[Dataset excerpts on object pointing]
* * * * * * *

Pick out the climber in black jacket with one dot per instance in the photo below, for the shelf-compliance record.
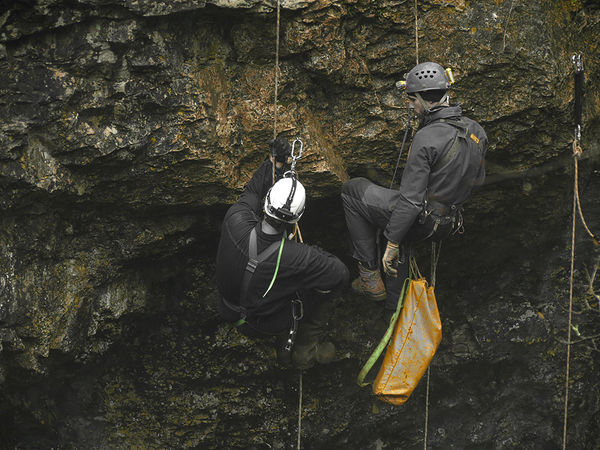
(445, 162)
(291, 272)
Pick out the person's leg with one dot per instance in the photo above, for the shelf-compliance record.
(419, 232)
(367, 208)
(311, 345)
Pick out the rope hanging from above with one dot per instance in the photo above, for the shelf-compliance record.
(276, 82)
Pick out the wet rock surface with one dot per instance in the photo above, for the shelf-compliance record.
(126, 128)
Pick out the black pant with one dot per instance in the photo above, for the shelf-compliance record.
(368, 208)
(277, 322)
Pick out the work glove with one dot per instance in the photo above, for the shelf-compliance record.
(281, 149)
(390, 257)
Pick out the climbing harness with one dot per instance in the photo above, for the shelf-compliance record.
(254, 260)
(577, 152)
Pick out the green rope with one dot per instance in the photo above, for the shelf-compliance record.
(276, 267)
(384, 341)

* * * * * * *

# What the task asks:
Leave the pictures out and write out every entry exactly as given.

# Reply:
Pick out the climber in black jacket with one dot per instance in the photo below, for the shelf-compliance record.
(445, 162)
(291, 272)
Pick out the person's leg with one dot per instance in the photo above, for the shelf-compliance record.
(419, 232)
(367, 208)
(311, 345)
Pick out the rope hanging from above with one dot per instance in the photo above, for the shelf-compliance record.
(276, 82)
Pick out the wet rock surface with one dot per instance in the photo above, for the shelf-compliance record.
(126, 128)
Pick out the black pant with one dot per instance in the photo above, for the shelf-compliance record.
(368, 208)
(277, 322)
Pick out the work glove with one dot per instance in the photo above, for the shelf-compliance record.
(281, 149)
(390, 257)
Pick out the climbing harness with one dot per instance in the photo above, for the shelf-compliance record.
(254, 260)
(577, 152)
Pick out the green rope with one dot per instance in the photo above, for the shelf-compliance record.
(276, 267)
(384, 341)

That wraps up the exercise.